◆ **УЧЕБНЫЙ ТЕКСТ**:
И лекарства бывают блокбастерами

Рауль Гайнетдинов | Фото: Александр Дроздов / «СПб ведомости»

Фото: Александр Дроздов / «СПб ведомости»

Институт, которым руководит наш собеседник, — это 11 лабораторий, возглавляемых учеными, которых можно встретить как в коридорах СПбГУ, так и в ведущих научных центрах США, Китая, Швеции, Великобритании. Сам Рауль Радикович больше десяти лет работал вместе с американским ученым Робертом Лефковицем, получившим Нобелевскую премию за открытие класса рецепторов, которое стало прорывом в области фармакологии. А сейчас, полагает профессор Гайнетдинов, мы на пороге «новой волны на рынке лекарств».

И Россия, кажется, может застолбить себе там место.

У нашего гостя мы узнали, отчего растет число психических расстройств, как компьютер приводит к депрессии и почему в России ученому иногда работать комфортнее, чем на Западе.

— Рауль Радикович, эти новые потенциальные лекарства как-то связаны с открытием нобелиата Лефковица? И как, кстати, вам с ним работалось?

— Когда я работал с ним в Университете Дьюка, Боб еще не был лауреатом. Он получил премию в 2012 году, когда я уже был в Италии...

— ...но получил он премию за исследования, которые и вы в его лаборатории проводили...

(Сохранённые данные)
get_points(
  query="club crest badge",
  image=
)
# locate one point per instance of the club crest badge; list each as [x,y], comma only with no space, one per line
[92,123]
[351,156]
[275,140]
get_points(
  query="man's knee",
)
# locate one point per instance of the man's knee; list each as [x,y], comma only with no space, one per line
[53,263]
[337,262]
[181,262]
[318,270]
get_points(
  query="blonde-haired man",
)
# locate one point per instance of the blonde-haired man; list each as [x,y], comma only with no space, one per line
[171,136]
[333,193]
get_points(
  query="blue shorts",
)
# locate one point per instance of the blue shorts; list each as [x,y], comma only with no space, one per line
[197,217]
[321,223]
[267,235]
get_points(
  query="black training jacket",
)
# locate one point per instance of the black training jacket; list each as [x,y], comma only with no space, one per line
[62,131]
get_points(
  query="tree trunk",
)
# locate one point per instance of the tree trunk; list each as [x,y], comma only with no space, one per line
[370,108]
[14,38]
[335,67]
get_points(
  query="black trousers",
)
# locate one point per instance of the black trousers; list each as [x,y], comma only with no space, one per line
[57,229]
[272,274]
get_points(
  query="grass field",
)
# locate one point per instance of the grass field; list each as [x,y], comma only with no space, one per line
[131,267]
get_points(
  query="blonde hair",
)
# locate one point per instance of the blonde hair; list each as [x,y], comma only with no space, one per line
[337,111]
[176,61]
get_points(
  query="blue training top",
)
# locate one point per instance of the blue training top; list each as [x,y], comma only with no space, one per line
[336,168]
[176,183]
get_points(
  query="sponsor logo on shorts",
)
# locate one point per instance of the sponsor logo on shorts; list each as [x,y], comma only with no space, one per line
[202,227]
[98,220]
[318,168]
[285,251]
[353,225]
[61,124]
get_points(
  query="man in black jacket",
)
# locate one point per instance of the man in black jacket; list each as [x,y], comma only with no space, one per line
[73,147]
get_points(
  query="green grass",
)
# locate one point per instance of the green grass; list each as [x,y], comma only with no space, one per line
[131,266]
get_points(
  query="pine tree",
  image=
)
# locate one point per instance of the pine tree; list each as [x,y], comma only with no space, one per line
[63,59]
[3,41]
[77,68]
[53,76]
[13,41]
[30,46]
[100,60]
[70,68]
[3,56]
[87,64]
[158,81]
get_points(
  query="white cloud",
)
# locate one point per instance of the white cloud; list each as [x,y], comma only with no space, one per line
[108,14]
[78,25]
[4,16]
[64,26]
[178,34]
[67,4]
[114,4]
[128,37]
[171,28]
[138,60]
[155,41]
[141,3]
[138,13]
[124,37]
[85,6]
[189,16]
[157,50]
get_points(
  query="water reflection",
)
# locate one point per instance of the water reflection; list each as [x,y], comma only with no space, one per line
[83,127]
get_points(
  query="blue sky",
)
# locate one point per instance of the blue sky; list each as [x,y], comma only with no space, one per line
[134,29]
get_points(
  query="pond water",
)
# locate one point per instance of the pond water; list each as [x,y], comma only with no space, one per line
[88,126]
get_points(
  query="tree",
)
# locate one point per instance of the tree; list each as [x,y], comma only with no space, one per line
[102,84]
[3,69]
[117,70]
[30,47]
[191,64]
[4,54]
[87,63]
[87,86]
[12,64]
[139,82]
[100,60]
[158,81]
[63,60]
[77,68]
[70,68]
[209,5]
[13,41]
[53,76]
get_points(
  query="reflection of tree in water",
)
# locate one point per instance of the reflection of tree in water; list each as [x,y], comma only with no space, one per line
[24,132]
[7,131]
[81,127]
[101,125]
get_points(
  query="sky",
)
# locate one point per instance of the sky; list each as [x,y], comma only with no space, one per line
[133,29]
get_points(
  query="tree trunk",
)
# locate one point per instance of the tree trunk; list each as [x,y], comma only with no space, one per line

◆ **ЗАДАНИЕ A**:
Верните без изменений фрагмент учебного текста, начиная со слов «И лекарства бывают» и заканчивая словами «чем на Западе.».
◆ **ЗАДАНИЕ B**:
Ответьте на вопросы по учебному тексту:
(i) Сколько лабораторий входит в институт, которым руководит собеседник?
(ii) В каком году Лефковиц получил премию?
(iii) В каком университете Гайнетдинов работал с Лефковицем?
Данные здесь не используются.

◆ **ОТВЕТ A**:
И лекарства бывают блокбастерами

Рауль Гайнетдинов | Фото: Александр Дроздов / «СПб ведомости»

Фото: Александр Дроздов / «СПб ведомости»

Институт, которым руководит наш собеседник, — это 11 лабораторий, возглавляемых учеными, которых можно встретить как в коридорах СПбГУ, так и в ведущих научных центрах США, Китая, Швеции, Великобритании. Сам Рауль Радикович больше десяти лет работал вместе с американским ученым Робертом Лефковицем, получившим Нобелевскую премию за открытие класса рецепторов, которое стало прорывом в области фармакологии. А сейчас, полагает профессор Гайнетдинов, мы на пороге «новой волны на рынке лекарств».

И Россия, кажется, может застолбить себе там место.

У нашего гостя мы узнали, отчего растет число психических расстройств, как компьютер приводит к депрессии и почему в России ученому иногда работать комфортнее, чем на Западе.

◆ **ОТВЕТ B**:
(i) 11 лабораторий.
(ii) В 2012 году.
(iii) В Университете Дьюка.